- [LESETEXT]:
━━━━━━━━━━━━━━━━━━━━━━━━━━━━━━

Besagter neuer Entwurf für Teil zwei des Antiterrorpakets - jenem, der die Polizeibefugnisse neu regeln soll und für den das ÖVP-regierte Innenministerium verantwortlich zeichnet - kursiert seit Dienstag. Teil eins des Pakets, die strafrechtlichen Verschärfungen, die im Justizministerium ressortieren, hat schon den National- und den Bundesrat passiert. Das neue Sicherheitspolizeigesetz hingegen soll kommende Woche vorerst im Ministerrat beschlossen werden.

Wenn die SPÖ zustimmt: Am Dienstag fanden Gespräche zwischen Vertretern der Zivilgesellschaft und SPÖ-Politikern statt.

Im Vergleich zum früheren Sicherheitspolizeigesetz-Entwurf wurde in der überarbeiteten Version der Datenschutz gestärkt. Die Regel, dass Daten, die der Verfassungsschutz gesammelt hat, nach einem Jahr gelöscht werden müssen, wurde präzisiert.

An den schon bisher zentralen Kritikpunkten hingegen wurde offenbar nichts geändert. Etwa am Plan, die "erweiterte Gefahrenerforschung" von Gruppen auf Einzelne auszuweiten. Eine Neuerung, der besagte Zivilgesellschaftsvertreter ebenso wie Albert Steinhauser (Grüne) und Harald Vilimsky (FPÖ) mit Skepsis gegenüberstehen. Die "bürgerlichen Freiheiten" seien in Gefahr, meint der Freiheitliche.

Peilsender gegen Verdächtige

Die "erweiterte Gefahrenerforschung" gibt dem Verfassungsschutz das Recht, Verdächtige auszuspähen, zum Beispiel mittels Peilsender. Laut dem vorgeschlagenen neuen Paragrafen 21 SPG soll das künftig etwa auch dann möglich sein, wenn sich ein Einzelner "öffentlich, schriftlich oder elektronisch für Gewalt ausspricht" oder sich "Mittel und Kenntnisse verschafft", um Sachen oder Menschen zu beschädigen.

Die Kontrolle über die Ausspähmaßnahmen soll keinem Richter, sondern allein dem Rechtsschutzbeauftragten des Innenministeriums obliegen. "Die Einrichtung des Rechtsschutzbeauftragten hat sich bisher nicht bewährt. In den vergangenen Jahren ist mir kein Fall bekannt, wo er gegen eine Polizeimaßnahme Einspruch erhoben hätte", kommentiert Grünen-Justizsprecher Steinhauser.

━━━━━━━━━━━━━━━━━━━━━━━━━━━━━━

- [ARBEITSAUFTRÄGE]:
**1)** Wiederhole aus dem Lesetext wortgetreu den Abschnitt von „Wenn die SPÖ“ bis „müssen, wurde präzisiert.“.
**2)** Bearbeite alle Datensätze, indem du „shirt collar“ überall durch „jacket collar“ ersetzt, und gib sie sonst unverändert wieder. Lass die Bilder dabei weg.
Lesetext und Datensätze stehen in keinem Zusammenhang miteinander.

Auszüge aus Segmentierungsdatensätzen
━━━━━━━━━━━━━━━━━━━━━━━━━━━━━━

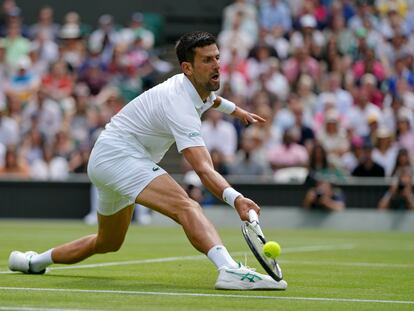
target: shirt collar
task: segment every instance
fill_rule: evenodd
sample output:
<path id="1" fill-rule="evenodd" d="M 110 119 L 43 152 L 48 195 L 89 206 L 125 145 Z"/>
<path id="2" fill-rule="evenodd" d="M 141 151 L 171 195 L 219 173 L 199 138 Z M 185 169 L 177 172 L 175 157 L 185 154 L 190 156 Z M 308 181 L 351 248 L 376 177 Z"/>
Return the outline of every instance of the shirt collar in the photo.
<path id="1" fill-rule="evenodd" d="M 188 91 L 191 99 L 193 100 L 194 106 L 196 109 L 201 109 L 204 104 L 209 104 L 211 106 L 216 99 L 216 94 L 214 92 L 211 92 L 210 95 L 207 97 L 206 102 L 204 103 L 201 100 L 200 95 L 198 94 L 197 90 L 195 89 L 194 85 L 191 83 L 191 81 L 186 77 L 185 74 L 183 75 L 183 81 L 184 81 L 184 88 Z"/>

━━━━━━━━━━━━━━━━━━━━━━━━━━━━━━

- [ERWARTETE LÖSUNGEN]:
**1)**
Wenn die SPÖ zustimmt: Am Dienstag fanden Gespräche zwischen Vertretern der Zivilgesellschaft und SPÖ-Politikern statt.

Im Vergleich zum früheren Sicherheitspolizeigesetz-Entwurf wurde in der überarbeiteten Version der Datenschutz gestärkt. Die Regel, dass Daten, die der Verfassungsschutz gesammelt hat, nach einem Jahr gelöscht werden müssen, wurde präzisiert.

**2)**
target: jacket collar
task: segment every instance
fill_rule: evenodd
sample output:
<path id="1" fill-rule="evenodd" d="M 110 119 L 43 152 L 48 195 L 89 206 L 125 145 Z"/>
<path id="2" fill-rule="evenodd" d="M 141 151 L 171 195 L 219 173 L 199 138 Z M 185 169 L 177 172 L 175 157 L 185 154 L 190 156 Z M 308 181 L 351 248 L 376 177 Z"/>
Return the outline of every instance of the jacket collar in the photo.
<path id="1" fill-rule="evenodd" d="M 188 91 L 191 99 L 193 100 L 194 106 L 196 109 L 201 109 L 204 104 L 209 104 L 211 106 L 216 99 L 216 94 L 214 92 L 211 92 L 210 95 L 207 97 L 206 102 L 204 103 L 201 100 L 200 95 L 198 94 L 197 90 L 195 89 L 194 85 L 191 83 L 191 81 L 186 77 L 185 74 L 183 75 L 183 81 L 184 81 L 184 88 Z"/>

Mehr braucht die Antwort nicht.